- **Dataset**
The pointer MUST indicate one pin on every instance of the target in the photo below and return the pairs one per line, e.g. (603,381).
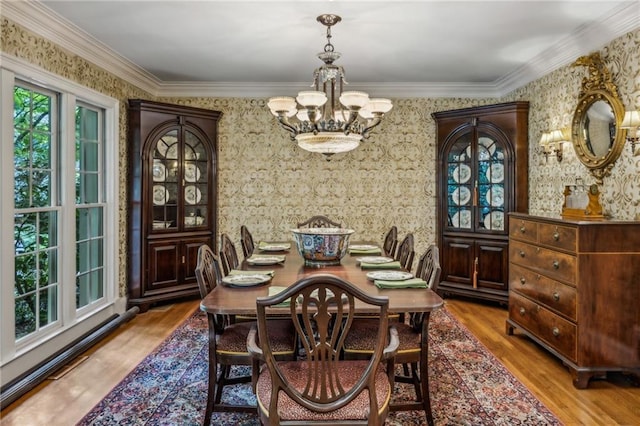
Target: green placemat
(389,265)
(243,272)
(410,283)
(366,251)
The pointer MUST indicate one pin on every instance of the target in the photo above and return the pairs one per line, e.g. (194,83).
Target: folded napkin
(257,257)
(374,251)
(389,265)
(410,283)
(243,272)
(266,244)
(273,290)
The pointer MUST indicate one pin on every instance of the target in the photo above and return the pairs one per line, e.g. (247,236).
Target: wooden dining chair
(323,388)
(412,339)
(406,252)
(228,341)
(319,221)
(246,240)
(390,242)
(228,254)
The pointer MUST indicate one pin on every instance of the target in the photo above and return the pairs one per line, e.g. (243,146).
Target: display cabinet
(482,174)
(172,198)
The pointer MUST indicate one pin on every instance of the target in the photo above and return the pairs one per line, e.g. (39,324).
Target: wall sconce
(551,143)
(631,122)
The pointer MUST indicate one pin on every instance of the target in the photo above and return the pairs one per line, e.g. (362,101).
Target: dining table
(239,301)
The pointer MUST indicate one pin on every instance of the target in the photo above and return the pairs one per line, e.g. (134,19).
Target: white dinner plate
(160,195)
(461,195)
(274,246)
(192,194)
(246,280)
(389,275)
(462,173)
(494,220)
(495,173)
(363,246)
(159,171)
(375,259)
(264,260)
(495,196)
(191,172)
(462,219)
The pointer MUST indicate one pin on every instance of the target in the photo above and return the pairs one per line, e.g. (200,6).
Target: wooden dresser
(574,287)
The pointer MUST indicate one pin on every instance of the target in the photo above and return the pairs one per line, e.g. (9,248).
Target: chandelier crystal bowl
(329,120)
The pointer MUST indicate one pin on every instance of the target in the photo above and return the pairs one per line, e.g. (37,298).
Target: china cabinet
(574,290)
(482,174)
(172,196)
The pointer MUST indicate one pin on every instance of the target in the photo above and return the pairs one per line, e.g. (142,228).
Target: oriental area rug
(469,386)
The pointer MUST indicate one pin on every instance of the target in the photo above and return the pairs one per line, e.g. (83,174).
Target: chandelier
(327,120)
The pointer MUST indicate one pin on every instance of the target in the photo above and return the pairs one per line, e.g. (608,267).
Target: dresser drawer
(556,265)
(562,237)
(558,297)
(552,329)
(522,229)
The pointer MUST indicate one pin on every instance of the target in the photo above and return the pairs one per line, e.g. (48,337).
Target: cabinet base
(144,303)
(580,375)
(446,288)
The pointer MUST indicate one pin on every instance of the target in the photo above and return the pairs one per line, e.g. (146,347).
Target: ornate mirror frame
(597,88)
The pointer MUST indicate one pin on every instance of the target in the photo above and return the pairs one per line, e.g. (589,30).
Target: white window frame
(15,358)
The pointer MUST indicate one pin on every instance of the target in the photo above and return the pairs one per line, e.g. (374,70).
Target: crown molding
(583,41)
(41,20)
(38,18)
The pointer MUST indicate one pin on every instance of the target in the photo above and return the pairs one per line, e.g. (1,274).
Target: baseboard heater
(32,378)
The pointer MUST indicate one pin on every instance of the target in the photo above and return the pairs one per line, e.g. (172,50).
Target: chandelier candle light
(327,120)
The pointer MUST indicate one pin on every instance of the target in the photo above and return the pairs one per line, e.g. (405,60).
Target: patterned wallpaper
(269,184)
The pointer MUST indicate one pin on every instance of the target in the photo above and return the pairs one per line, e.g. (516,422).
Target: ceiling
(445,48)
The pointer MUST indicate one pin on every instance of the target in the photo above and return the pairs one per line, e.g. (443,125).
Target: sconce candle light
(631,122)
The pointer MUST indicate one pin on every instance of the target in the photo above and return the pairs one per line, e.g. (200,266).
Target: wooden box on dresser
(574,289)
(172,198)
(482,174)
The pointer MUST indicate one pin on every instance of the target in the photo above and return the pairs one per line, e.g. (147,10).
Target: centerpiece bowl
(322,246)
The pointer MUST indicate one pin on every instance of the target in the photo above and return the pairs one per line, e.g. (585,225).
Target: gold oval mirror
(596,134)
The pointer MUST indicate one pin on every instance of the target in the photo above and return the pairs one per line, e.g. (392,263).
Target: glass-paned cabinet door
(460,183)
(195,177)
(490,183)
(165,181)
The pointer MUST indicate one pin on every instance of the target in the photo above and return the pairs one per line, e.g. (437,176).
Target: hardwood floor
(63,402)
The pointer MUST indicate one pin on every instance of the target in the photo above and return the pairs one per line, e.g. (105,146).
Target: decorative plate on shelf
(389,275)
(495,196)
(192,194)
(191,172)
(462,219)
(248,280)
(495,173)
(160,195)
(375,259)
(494,220)
(462,173)
(461,195)
(159,171)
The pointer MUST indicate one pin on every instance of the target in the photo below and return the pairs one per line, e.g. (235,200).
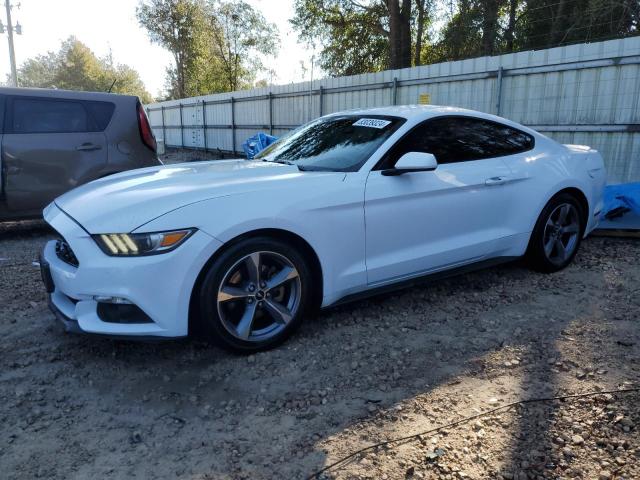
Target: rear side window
(32,115)
(461,139)
(101,113)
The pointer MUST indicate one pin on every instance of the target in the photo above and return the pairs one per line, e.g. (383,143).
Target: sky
(104,25)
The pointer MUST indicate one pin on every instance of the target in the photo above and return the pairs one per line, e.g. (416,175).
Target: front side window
(341,143)
(461,139)
(32,115)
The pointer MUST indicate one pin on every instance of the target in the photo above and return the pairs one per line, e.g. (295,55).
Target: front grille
(64,253)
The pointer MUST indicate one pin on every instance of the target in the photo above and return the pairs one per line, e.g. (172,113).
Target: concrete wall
(585,94)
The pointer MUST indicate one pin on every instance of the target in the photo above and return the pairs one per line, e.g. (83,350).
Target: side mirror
(412,162)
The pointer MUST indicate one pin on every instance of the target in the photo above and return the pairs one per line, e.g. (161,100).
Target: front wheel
(557,234)
(255,295)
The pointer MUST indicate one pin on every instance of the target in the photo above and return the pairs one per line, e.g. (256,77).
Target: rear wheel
(557,234)
(255,295)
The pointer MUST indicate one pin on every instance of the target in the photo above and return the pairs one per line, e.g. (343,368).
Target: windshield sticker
(371,122)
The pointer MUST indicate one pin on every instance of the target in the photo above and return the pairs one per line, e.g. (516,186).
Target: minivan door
(50,146)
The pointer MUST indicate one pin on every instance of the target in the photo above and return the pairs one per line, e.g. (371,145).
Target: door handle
(87,147)
(495,181)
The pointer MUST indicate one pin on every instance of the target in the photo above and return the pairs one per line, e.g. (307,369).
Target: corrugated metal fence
(585,94)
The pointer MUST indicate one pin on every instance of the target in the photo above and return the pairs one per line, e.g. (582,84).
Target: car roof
(411,111)
(56,93)
(418,113)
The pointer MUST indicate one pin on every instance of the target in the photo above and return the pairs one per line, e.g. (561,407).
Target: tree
(181,27)
(216,45)
(76,67)
(363,36)
(241,35)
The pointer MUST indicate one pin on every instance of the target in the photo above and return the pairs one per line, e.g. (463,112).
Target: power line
(10,29)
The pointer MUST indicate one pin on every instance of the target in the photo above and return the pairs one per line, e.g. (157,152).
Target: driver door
(423,222)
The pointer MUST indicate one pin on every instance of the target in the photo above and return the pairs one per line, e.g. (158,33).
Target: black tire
(217,318)
(537,257)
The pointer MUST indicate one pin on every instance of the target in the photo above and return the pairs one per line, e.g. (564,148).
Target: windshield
(341,143)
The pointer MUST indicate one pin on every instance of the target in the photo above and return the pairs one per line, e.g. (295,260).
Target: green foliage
(181,27)
(490,27)
(76,67)
(354,35)
(216,45)
(241,36)
(354,39)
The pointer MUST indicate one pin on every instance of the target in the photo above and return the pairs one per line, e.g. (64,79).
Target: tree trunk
(556,25)
(406,34)
(489,26)
(511,27)
(419,32)
(399,34)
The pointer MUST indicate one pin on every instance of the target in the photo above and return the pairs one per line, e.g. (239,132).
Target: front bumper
(159,285)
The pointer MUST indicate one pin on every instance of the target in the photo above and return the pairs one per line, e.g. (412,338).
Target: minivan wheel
(255,295)
(557,234)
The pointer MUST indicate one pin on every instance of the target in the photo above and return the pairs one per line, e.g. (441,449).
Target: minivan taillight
(145,129)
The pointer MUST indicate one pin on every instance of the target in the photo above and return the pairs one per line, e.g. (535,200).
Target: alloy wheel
(561,231)
(258,296)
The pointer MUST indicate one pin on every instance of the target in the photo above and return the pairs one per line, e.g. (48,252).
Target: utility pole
(12,53)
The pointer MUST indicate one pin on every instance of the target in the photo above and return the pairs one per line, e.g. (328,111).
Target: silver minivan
(54,140)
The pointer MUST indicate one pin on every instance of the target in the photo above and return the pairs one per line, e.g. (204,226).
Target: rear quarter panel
(126,150)
(550,168)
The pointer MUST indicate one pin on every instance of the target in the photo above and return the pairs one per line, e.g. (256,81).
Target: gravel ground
(74,407)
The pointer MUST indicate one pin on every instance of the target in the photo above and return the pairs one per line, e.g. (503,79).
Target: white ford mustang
(346,205)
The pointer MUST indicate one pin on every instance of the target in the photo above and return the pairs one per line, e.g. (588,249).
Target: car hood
(125,201)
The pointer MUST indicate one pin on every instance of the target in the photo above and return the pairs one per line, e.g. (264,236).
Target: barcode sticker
(371,122)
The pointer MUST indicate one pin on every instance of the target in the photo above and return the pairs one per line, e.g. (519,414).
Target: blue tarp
(621,207)
(257,143)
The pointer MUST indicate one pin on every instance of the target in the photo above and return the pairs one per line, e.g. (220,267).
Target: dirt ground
(74,407)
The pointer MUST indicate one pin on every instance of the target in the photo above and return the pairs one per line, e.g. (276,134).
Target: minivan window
(460,139)
(33,115)
(101,112)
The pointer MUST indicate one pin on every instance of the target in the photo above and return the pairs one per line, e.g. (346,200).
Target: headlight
(136,244)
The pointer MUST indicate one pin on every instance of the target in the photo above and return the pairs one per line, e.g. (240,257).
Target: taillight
(145,129)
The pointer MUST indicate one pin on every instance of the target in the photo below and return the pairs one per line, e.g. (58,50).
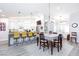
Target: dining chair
(16,37)
(73,36)
(24,35)
(43,42)
(54,32)
(58,42)
(30,34)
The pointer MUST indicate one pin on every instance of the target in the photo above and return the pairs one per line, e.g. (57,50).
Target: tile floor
(69,49)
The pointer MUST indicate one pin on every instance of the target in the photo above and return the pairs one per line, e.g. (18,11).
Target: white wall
(74,18)
(4,34)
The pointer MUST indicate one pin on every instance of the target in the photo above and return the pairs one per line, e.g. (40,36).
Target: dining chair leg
(58,47)
(52,48)
(75,40)
(37,41)
(48,44)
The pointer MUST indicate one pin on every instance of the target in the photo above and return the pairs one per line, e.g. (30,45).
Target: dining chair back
(43,42)
(73,35)
(16,37)
(24,35)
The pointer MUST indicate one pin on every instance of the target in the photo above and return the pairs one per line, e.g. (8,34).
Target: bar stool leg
(51,48)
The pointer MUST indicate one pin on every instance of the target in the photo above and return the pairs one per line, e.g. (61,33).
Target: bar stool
(16,37)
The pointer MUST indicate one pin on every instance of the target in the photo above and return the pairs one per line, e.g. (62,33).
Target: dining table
(50,38)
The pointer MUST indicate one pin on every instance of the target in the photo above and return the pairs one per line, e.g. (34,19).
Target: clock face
(74,25)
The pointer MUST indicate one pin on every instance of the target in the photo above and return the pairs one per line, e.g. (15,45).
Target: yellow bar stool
(16,37)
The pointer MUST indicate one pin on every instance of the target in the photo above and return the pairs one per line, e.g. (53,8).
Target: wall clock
(74,25)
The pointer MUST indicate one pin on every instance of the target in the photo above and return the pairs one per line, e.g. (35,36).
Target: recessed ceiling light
(0,10)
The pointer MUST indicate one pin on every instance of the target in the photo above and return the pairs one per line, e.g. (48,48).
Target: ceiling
(22,9)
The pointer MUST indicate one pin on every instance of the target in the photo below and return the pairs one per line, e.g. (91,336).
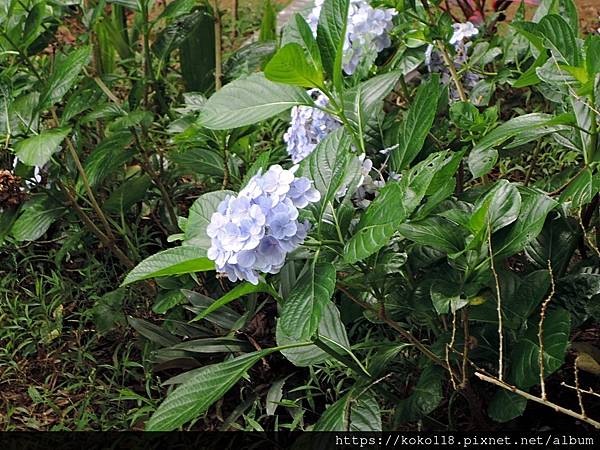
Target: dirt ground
(589,10)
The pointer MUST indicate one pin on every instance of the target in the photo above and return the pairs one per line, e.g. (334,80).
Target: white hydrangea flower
(462,32)
(308,127)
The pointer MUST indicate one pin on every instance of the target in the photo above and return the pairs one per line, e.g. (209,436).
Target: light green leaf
(350,413)
(250,100)
(197,394)
(331,32)
(37,150)
(303,308)
(199,217)
(483,156)
(560,39)
(173,261)
(291,66)
(436,232)
(37,216)
(239,291)
(327,166)
(393,205)
(64,76)
(498,208)
(416,124)
(535,206)
(330,327)
(425,397)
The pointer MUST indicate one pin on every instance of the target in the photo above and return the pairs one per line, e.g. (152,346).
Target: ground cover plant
(377,216)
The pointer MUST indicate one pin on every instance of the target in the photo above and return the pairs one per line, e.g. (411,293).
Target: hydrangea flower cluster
(253,231)
(367,31)
(308,127)
(433,59)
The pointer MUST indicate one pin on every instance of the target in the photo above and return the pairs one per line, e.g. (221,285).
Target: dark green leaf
(535,206)
(197,394)
(199,218)
(250,100)
(331,33)
(37,150)
(506,406)
(525,368)
(36,217)
(303,308)
(483,156)
(64,76)
(291,66)
(350,413)
(416,124)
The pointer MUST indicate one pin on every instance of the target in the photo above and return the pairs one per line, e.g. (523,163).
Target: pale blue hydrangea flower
(252,232)
(367,31)
(308,127)
(435,64)
(462,32)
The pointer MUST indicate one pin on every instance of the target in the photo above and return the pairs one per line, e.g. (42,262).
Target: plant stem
(106,241)
(85,180)
(218,49)
(533,398)
(147,166)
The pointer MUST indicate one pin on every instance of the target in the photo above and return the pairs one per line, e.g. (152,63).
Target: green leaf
(239,291)
(308,41)
(580,190)
(446,295)
(327,167)
(556,243)
(197,53)
(33,22)
(363,102)
(560,39)
(498,208)
(525,368)
(291,66)
(425,397)
(64,76)
(268,24)
(506,406)
(197,394)
(436,232)
(330,327)
(483,156)
(199,218)
(417,123)
(37,216)
(110,155)
(303,308)
(250,100)
(535,206)
(592,53)
(350,413)
(128,194)
(331,33)
(37,150)
(530,77)
(173,261)
(393,205)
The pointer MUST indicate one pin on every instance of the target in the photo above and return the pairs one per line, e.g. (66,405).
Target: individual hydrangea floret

- **Short task**
Repeat word for word every line from the one that holds "line, e.g. (523,163)." to the end. Both ends count.

- **Result**
The pointer MUST indicate one pin on every instance of the target in the photo above and return the pairs one per line, e.g. (523,163).
Target: pale blue hydrangea flower
(252,232)
(367,31)
(308,127)
(435,64)
(462,32)
The pointer MUST indicate one pin on every instance of the target in the photo above and return the pairs one per line, e.g. (42,262).
Target: plant stem
(106,241)
(85,180)
(218,49)
(533,398)
(147,166)
The pointer MUST indicate one pin on every instance of the target in the photo above and return the pairs one per line, e.g. (152,63).
Target: green leaf
(239,291)
(308,41)
(580,190)
(446,295)
(327,167)
(556,243)
(197,53)
(33,22)
(363,102)
(560,39)
(498,208)
(525,368)
(291,66)
(425,397)
(64,76)
(268,24)
(506,406)
(197,394)
(436,232)
(330,327)
(483,156)
(199,218)
(417,123)
(37,216)
(110,155)
(303,308)
(250,100)
(535,206)
(592,53)
(350,413)
(128,194)
(331,33)
(37,150)
(530,77)
(173,261)
(393,205)
The pointer MUST indicate one pin on every instance of the target in the photo above and return the pairs one per line, e.g. (66,405).
Target: individual hydrangea floret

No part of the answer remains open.